Brief: Begin with the line containing "point per instance: fingers" and copy each line exactly through the last line of the entries, inclusive.

Data records:

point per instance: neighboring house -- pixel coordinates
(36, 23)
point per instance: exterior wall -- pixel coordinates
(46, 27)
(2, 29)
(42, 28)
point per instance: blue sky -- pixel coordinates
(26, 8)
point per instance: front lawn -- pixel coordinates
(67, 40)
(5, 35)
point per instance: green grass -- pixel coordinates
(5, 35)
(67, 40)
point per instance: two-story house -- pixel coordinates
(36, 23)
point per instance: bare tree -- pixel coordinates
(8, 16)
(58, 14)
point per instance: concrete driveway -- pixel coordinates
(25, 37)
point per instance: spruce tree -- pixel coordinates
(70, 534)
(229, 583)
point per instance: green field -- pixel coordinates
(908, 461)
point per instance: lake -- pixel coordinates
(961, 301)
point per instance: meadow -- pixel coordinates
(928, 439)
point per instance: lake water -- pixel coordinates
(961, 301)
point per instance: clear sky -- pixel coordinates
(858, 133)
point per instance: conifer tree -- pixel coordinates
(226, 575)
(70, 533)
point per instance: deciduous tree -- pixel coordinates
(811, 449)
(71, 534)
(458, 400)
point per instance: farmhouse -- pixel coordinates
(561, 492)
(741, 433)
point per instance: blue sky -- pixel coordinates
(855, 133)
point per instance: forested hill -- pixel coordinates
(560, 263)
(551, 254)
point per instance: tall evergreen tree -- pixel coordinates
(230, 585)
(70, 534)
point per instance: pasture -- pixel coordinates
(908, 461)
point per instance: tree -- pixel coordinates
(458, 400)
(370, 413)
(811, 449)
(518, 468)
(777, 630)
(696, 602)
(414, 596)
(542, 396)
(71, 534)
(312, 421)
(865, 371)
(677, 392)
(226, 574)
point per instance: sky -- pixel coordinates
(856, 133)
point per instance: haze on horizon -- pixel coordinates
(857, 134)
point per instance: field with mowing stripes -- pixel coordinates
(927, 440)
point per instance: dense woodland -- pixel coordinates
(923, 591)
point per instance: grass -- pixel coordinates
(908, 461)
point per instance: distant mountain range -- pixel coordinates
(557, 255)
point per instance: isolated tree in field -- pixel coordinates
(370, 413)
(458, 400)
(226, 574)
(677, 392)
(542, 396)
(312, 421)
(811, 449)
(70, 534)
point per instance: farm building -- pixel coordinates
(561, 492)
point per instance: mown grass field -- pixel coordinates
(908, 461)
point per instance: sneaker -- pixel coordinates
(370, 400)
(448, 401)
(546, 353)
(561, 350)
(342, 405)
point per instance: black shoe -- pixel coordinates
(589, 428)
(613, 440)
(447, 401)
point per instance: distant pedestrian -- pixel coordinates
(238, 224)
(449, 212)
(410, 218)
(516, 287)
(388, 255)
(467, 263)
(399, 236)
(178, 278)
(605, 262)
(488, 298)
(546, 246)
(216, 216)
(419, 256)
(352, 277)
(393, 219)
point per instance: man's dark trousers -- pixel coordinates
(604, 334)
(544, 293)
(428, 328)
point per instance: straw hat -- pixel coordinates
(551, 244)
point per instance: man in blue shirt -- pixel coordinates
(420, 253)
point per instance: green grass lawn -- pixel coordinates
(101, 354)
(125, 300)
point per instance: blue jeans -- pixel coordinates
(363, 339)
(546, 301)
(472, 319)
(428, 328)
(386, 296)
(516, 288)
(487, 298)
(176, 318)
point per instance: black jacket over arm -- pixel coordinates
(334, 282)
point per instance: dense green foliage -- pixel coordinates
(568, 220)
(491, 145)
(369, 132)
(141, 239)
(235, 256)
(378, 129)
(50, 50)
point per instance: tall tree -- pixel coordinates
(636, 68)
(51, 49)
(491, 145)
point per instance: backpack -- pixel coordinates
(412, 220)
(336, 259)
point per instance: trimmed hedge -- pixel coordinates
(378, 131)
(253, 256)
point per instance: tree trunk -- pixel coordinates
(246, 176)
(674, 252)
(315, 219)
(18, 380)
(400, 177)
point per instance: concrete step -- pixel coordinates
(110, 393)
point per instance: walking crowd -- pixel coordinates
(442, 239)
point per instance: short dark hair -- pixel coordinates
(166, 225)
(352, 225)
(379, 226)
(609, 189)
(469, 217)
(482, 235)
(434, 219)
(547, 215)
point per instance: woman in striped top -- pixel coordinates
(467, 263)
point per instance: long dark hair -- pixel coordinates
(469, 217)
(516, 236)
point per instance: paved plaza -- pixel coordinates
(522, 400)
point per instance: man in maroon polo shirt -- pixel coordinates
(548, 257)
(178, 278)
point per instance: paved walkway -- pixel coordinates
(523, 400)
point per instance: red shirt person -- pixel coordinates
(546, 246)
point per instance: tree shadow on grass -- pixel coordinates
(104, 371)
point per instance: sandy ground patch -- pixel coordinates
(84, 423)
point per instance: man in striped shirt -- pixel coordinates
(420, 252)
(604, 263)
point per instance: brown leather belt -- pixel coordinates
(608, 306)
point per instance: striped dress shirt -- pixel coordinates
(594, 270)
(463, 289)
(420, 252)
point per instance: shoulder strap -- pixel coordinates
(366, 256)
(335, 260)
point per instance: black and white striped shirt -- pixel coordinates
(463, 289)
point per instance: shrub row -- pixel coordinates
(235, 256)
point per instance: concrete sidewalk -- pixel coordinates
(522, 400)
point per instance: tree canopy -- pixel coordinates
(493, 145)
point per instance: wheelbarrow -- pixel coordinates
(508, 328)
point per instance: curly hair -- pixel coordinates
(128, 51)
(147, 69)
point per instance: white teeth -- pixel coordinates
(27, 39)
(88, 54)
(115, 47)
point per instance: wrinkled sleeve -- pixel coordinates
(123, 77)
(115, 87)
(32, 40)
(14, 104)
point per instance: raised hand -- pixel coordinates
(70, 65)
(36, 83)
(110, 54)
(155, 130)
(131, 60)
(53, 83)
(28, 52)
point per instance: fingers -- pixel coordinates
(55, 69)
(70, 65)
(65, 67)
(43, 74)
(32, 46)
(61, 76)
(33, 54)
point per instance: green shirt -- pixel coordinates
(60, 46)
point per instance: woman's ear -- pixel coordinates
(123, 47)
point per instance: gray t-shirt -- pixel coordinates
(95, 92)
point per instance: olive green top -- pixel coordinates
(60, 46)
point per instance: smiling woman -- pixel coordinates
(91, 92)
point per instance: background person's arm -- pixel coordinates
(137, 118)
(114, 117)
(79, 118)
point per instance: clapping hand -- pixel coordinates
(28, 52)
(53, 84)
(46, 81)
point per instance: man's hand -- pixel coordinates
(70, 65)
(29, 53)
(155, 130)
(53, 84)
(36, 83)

Solution to the problem:
point per instance: fingers -- pixel coordinates
(55, 69)
(70, 65)
(65, 67)
(43, 74)
(32, 46)
(61, 76)
(33, 54)
point per instance: green shirt -- pixel coordinates
(60, 46)
point per instance: woman's ear -- pixel coordinates
(123, 47)
point per instance: gray t-shirt -- pixel coordinates
(95, 92)
point per instance: olive green top -- pixel coordinates
(60, 46)
point per instance: smiling woman -- pixel coordinates
(91, 92)
point per instance: background person's arm -- pixel coordinates
(137, 118)
(114, 117)
(79, 118)
point per instance: clapping hand -- pixel coordinates
(28, 52)
(53, 84)
(46, 81)
point per instance: man's hand -- pixel coordinates
(70, 65)
(29, 53)
(155, 130)
(53, 84)
(36, 83)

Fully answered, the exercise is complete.